(Object position labeling items)

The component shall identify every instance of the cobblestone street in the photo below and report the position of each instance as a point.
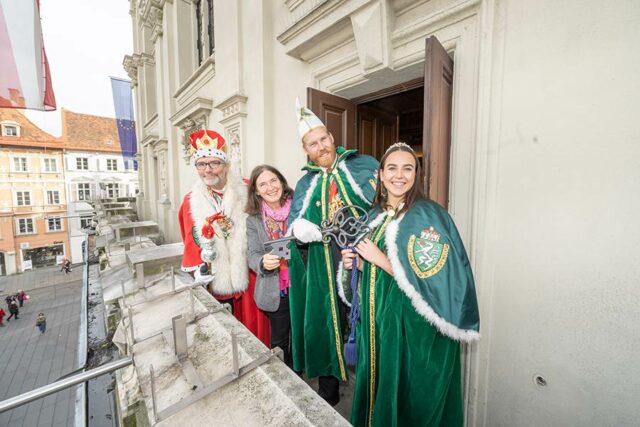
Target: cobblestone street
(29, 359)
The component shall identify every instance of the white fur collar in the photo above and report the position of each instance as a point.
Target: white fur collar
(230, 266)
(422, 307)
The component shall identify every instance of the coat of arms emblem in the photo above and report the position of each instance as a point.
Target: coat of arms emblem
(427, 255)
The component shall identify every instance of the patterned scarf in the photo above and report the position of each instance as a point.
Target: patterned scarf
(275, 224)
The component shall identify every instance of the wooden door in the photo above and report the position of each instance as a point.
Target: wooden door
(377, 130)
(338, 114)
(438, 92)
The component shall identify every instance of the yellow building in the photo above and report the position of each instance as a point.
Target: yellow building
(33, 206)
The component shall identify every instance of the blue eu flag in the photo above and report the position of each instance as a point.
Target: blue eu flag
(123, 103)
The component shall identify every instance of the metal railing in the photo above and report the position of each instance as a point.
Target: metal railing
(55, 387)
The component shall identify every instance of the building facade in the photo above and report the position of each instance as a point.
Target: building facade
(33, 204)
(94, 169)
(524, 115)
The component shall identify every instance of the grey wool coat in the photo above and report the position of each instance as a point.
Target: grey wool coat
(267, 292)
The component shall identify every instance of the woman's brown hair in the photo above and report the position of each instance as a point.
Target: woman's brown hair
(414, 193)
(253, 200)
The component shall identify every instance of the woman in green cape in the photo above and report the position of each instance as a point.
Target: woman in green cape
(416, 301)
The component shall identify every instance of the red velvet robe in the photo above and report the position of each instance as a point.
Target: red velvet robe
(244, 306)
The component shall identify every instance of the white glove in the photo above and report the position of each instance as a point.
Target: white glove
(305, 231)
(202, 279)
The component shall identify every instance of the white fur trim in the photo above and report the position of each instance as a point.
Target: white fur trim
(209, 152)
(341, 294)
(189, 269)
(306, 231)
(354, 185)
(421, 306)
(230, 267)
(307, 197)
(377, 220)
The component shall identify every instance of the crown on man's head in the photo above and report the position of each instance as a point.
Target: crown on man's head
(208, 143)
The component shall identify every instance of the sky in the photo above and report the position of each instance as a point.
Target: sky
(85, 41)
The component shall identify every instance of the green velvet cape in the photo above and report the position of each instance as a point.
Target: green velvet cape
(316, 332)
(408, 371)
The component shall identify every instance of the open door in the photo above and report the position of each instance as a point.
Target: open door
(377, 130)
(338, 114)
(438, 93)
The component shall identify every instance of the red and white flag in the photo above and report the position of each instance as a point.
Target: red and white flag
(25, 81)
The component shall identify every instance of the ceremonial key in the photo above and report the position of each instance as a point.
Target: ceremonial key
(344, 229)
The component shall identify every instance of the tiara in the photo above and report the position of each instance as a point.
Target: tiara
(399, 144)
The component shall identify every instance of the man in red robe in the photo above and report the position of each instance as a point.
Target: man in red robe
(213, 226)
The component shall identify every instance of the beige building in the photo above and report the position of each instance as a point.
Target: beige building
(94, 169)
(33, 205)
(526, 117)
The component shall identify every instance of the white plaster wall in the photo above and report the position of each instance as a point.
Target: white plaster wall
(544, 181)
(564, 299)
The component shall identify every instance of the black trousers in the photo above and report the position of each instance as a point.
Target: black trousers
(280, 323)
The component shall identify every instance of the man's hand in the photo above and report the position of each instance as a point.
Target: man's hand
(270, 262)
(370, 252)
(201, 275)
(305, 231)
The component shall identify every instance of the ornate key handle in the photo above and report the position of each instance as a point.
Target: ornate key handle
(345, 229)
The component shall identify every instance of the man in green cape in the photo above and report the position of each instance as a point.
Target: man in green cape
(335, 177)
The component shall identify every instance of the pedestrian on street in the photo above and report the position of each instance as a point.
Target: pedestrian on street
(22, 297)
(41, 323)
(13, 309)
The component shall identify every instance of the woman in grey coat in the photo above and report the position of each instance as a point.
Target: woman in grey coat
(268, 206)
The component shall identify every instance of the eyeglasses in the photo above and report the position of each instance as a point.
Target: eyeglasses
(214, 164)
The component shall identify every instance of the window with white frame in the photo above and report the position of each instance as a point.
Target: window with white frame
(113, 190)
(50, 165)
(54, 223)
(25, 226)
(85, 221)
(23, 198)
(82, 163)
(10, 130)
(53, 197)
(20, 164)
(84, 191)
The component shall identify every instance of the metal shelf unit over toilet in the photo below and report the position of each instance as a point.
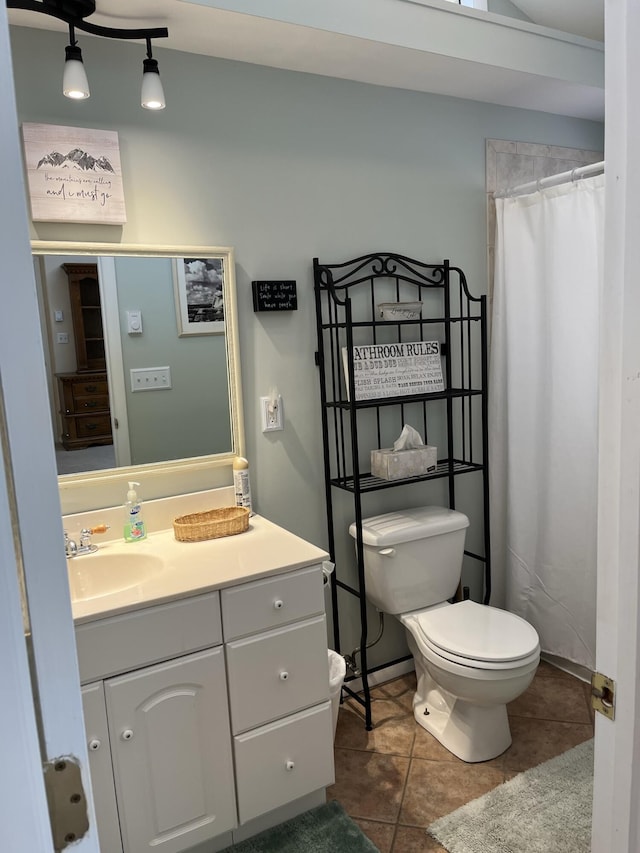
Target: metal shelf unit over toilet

**TASK BRIEF**
Quote the items from the line containing "The component shall identify every instance of the man in green" through the end of the records, keeping every line unchanged and omitting the pictures.

**RESPONSE TO THIS TASK**
The component shall identify every instance of the man in green cape in the photo above and report the position of each instance as a point.
Target: man in green cape
(335, 177)
The component shall identify every instance of the pedestrian on street in the photo above and report the position of each instance as a point.
Target: pedestrian on street
(22, 297)
(41, 323)
(13, 309)
The component shall identify every instance of the woman in grey coat in the photo above and report the position of each instance as a point.
Target: woman in grey coat
(268, 206)
The component shall identify every instance of the eyeglasses in the photo above and report the position of each instance as a point.
Target: eyeglasses
(214, 164)
The component shall identify every instance of the window with white frame in the photo above and report the position of each instance as a point.
Target: window with white frame
(113, 190)
(50, 165)
(54, 223)
(25, 226)
(85, 221)
(23, 198)
(82, 163)
(10, 130)
(53, 197)
(20, 164)
(84, 191)
The component shall identify every instance of the metal shelf unit over toilet in the photo below and report the position of each instance as a point.
Target: metal shelf unit over toilet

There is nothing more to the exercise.